### Supplied passage
Background:
My Firebrick has
<ppp/> elements in its XML config file, one for each modem, with the following attributes set:
<ppp …
lcp-rate="1" lcp-timeout="5" …
/>The modem PPP-LCP-pings the other end with an LCP-PDU every
lcp-rate seconds, and my understanding is that a link-failure event is generated if there is no reply after
lcp-timeout seconds. Does that sound about right?
I did some experimentation with these values which turned out to be a disastrous failure. If I remember rightly, the values given above were suggested by AA. One idea was to tune the
lcp-timeout value such as to get a real (total) link failure reported as quickly as possible, or to decide to report a ‘dodgy’, semi-working link as a failure if packets were being randomly dropped.
Shortening the lcp-timeout value was a disaster. It seems it was very well tuned already. However it is perhaps a bit
too closely tuned. Every once in a very long while, say once every month or two, there is a one second long (approx) link failure event reported, and I am assuming that a link is dropped out of the bonded set.
Now the question: how do we look at this? Do we regard it as a problem, something that needs to be fixed? (‘We have got the value set too short, so it’s reporting red-herrings’) Or do we say that since it has been dropping LCP ping responses, or not getting the pings in the first place, anyway something somewhere is broken, we assume that
the link is broken in the sense that it is not reliably transporting L3 SDUs in whichever direction either. And dropping it out of the set for a while (
how long?) is much better than risking packet loss which is this bad link’s fault. So which way do we go?

### Exercise description
Repeat the post about the Firebrick's LCP timeout settings word for word, from "Shortening the lcp-timeout" up to and including "the bonded set.".

### Supplied material
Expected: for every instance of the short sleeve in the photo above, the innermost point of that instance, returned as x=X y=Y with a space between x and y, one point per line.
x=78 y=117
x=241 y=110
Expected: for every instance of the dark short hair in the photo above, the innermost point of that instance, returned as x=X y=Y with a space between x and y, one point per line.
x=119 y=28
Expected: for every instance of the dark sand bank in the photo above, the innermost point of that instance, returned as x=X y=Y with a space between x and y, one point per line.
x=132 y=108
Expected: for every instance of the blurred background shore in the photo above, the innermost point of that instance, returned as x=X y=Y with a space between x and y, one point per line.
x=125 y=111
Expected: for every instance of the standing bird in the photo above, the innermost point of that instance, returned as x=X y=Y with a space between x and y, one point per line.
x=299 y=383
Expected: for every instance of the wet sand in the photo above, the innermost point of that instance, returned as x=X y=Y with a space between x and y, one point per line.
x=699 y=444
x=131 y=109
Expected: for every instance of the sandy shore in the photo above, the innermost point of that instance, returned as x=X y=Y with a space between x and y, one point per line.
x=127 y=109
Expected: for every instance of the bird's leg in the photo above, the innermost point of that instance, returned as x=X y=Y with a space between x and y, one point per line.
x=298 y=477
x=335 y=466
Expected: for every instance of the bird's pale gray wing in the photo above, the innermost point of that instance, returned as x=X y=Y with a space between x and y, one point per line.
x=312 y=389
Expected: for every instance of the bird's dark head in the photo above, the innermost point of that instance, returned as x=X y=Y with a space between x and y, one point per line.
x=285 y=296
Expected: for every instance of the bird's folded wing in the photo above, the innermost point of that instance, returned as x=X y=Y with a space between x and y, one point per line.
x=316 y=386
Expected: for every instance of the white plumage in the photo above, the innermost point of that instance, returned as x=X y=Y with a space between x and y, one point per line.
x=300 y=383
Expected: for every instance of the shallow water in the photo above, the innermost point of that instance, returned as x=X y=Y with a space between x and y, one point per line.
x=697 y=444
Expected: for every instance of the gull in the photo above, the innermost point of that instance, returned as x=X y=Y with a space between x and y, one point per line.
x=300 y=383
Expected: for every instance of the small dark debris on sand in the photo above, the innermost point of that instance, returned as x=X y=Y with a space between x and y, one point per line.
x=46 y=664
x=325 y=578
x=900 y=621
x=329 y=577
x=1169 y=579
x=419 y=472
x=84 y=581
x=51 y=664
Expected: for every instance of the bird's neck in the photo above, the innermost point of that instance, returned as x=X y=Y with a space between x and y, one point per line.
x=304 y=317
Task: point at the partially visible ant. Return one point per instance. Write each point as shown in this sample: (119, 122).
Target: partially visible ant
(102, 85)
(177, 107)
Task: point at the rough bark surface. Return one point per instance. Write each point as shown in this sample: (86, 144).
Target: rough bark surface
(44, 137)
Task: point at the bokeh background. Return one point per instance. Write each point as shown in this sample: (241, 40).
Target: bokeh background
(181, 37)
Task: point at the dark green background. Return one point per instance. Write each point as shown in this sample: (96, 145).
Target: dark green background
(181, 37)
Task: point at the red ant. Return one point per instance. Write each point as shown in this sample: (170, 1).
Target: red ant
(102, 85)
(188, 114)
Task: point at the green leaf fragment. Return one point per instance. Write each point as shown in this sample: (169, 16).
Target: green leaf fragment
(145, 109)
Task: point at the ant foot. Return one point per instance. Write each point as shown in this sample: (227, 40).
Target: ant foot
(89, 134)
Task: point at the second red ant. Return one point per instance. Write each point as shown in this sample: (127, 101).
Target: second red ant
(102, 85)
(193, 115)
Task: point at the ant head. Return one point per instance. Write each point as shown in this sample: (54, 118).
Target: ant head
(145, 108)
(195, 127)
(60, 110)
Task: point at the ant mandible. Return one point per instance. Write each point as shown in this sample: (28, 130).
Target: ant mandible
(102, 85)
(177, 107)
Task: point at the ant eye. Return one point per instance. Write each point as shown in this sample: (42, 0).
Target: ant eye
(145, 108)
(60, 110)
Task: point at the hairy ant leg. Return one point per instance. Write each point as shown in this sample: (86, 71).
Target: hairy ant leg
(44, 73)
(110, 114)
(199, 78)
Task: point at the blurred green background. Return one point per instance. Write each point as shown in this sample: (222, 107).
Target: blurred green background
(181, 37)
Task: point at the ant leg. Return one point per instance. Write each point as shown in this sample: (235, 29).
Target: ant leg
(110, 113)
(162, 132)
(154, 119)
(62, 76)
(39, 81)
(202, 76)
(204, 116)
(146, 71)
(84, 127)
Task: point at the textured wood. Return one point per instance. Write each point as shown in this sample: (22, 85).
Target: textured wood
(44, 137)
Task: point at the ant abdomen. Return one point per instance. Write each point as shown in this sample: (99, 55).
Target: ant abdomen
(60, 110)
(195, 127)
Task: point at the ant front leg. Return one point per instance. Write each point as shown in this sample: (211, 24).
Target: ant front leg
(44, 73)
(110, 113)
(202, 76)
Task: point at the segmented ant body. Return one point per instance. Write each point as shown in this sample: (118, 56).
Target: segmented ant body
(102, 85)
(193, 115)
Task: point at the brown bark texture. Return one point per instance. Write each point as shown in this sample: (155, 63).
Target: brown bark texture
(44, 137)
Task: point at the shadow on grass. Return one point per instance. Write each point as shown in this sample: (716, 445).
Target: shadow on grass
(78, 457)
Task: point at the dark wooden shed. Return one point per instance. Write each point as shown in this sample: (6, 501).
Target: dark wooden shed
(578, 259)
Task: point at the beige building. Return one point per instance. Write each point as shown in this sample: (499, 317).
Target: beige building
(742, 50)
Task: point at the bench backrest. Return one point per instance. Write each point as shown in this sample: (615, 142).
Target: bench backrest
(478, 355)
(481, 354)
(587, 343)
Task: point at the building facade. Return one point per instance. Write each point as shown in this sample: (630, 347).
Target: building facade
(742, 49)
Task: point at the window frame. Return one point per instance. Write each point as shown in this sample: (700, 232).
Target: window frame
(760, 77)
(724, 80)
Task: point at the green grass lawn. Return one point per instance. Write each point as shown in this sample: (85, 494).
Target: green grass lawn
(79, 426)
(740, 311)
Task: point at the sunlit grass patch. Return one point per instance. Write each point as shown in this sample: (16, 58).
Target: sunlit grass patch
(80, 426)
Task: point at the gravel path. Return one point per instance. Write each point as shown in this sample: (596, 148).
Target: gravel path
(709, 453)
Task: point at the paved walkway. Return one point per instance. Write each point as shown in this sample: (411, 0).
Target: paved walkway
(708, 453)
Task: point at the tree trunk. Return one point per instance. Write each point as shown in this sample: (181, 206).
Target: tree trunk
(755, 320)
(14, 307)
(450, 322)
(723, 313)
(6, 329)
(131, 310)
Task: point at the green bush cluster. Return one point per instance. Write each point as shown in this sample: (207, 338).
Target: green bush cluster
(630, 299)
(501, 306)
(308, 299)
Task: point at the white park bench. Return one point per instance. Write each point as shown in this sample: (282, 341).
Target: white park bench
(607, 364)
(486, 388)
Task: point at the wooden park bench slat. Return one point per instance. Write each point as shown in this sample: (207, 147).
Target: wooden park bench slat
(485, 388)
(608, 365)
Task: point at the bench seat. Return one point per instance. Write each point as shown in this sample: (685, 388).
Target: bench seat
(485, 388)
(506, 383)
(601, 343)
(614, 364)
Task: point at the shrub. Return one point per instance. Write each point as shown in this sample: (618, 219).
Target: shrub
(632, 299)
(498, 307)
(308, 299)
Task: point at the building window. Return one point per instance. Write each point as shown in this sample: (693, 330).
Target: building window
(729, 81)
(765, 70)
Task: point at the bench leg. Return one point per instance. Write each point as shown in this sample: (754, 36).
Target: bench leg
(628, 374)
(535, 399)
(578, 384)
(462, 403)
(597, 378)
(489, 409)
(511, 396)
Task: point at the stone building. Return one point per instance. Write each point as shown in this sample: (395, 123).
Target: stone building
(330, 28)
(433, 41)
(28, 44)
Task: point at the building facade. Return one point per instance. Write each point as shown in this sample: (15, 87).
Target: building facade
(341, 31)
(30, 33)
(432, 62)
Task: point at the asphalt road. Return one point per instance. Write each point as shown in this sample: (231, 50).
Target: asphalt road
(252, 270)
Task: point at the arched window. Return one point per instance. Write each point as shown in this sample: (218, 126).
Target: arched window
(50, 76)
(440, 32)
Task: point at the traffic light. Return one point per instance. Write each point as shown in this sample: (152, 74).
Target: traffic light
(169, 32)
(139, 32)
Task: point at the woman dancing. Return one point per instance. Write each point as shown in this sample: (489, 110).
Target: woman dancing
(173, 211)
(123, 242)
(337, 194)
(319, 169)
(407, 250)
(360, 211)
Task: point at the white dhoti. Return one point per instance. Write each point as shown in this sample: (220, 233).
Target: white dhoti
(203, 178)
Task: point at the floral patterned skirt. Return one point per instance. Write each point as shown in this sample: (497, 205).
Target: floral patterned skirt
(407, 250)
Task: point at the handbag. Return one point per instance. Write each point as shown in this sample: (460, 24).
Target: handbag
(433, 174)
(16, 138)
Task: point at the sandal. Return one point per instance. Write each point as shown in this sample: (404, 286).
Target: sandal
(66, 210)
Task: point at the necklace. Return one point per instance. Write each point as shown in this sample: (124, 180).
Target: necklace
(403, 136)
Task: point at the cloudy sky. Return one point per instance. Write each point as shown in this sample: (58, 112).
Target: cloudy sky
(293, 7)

### Answer to the exercise
Shortening the lcp-timeout value was a disaster. It seems it was very well tuned already. However it is perhaps a bit
too closely tuned. Every once in a very long while, say once every month or two, there is a one second long (approx) link failure event reported, and I am assuming that a link is dropped out of the bonded set.